* Recorded information:

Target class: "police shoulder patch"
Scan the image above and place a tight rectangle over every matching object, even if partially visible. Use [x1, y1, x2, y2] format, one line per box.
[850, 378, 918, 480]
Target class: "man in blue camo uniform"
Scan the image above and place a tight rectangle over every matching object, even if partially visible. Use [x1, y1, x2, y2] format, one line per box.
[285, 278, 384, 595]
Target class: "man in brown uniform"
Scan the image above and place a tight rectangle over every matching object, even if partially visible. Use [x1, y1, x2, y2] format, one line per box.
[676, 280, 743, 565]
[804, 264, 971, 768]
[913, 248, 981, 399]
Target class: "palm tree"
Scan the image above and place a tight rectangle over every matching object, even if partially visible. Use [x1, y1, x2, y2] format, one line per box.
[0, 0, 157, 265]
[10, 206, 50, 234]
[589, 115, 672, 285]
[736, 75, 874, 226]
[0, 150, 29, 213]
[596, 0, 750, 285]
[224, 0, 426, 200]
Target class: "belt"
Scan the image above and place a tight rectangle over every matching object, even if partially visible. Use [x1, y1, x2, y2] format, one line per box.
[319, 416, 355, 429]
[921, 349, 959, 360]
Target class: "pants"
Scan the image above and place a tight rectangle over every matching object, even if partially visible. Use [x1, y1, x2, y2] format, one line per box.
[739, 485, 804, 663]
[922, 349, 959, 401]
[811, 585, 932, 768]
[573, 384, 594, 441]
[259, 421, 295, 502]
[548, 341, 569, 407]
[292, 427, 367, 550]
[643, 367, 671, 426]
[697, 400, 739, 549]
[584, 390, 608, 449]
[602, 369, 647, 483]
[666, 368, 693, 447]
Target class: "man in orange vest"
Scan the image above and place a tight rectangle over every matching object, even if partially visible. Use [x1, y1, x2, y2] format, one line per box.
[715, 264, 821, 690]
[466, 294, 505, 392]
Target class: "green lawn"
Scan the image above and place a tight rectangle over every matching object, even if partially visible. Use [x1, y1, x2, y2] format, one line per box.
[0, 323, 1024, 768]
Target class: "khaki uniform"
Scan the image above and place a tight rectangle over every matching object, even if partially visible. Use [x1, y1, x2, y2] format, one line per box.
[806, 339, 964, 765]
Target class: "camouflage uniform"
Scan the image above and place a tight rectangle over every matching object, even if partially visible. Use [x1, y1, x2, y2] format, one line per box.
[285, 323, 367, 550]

* Exercise description: Render every line of the items above as a JSON list of strings, one string per line, with blank lines omitted.

* Response to this exercise:
[
  "Target class: \"police shoulder patch\"",
  "Scan the image above and place a tight rectangle over every matching object, even if partially visible. Use [x1, y1, x2, y2] format, one line per box.",
  "[850, 378, 918, 480]",
  "Target class: \"man in blue camo uniform\"",
  "Scan the image above and place a tight rectangle over every matching object, even if partially visible. Use [x1, y1, x2, y2] format, one line per box.",
  "[285, 278, 384, 595]",
  "Target class: \"man in brown uniform\"",
  "Scan the image above and place a tight rectangle over every matching object, even if partially visible. Use [x1, y1, x2, y2] format, one line per box.",
  "[676, 280, 743, 565]",
  "[804, 264, 971, 768]",
  "[913, 248, 981, 399]",
  "Target class: \"palm tree\"",
  "Scan the image above and place a tight rectangle over every matching object, even if partially visible. Use [x1, y1, x2, y2] format, one line per box.",
  "[0, 0, 157, 265]",
  "[10, 206, 50, 234]",
  "[589, 115, 672, 285]",
  "[736, 75, 874, 226]",
  "[0, 150, 29, 213]",
  "[596, 0, 750, 285]",
  "[224, 0, 426, 200]",
  "Target class: \"belt\"",
  "Scan the image above and place a tight rectangle over every matching object, even if partially visible. Use [x1, y1, x2, y2] format, one line per box.",
  "[319, 416, 355, 429]",
  "[921, 349, 959, 360]",
  "Target class: \"pants\"",
  "Scan the image above and place a tight rectangle over every matching object, even if partially visible. Use [x1, y1, x2, y2] format, one line per box.",
  "[739, 485, 804, 663]",
  "[922, 349, 959, 401]",
  "[811, 585, 932, 768]",
  "[573, 384, 594, 441]",
  "[259, 421, 295, 502]",
  "[548, 341, 569, 407]",
  "[292, 427, 367, 550]",
  "[643, 367, 671, 426]",
  "[697, 400, 739, 549]",
  "[584, 390, 608, 449]",
  "[602, 369, 647, 483]",
  "[666, 368, 693, 447]",
  "Target class: \"man in orange vest\"",
  "Scan the image above and place a tight rectangle over every matching object, even if partially visible. Use [x1, y1, x2, y2] format, one line per box.",
  "[715, 264, 821, 690]",
  "[466, 294, 505, 392]",
  "Target class: \"green lawn\"",
  "Scan the image above and place a tight rectangle over every matching object, even if partially visible. Use [x1, y1, x2, y2] format, one line per box.",
  "[0, 323, 1024, 768]",
  "Target class: \"khaki uniform\"",
  "Scan the image above and place a tight rectangle over every matching object, even if partially visible. Use [x1, y1, x2, y2] format, one line per box.",
  "[806, 339, 964, 765]",
  "Target class: \"camouflage uniform\"",
  "Scan the image above and place a tight rectangle over every matching object, even if partially visible. Use [x1, y1, x2, y2] format, one line per box.",
  "[285, 323, 367, 550]"
]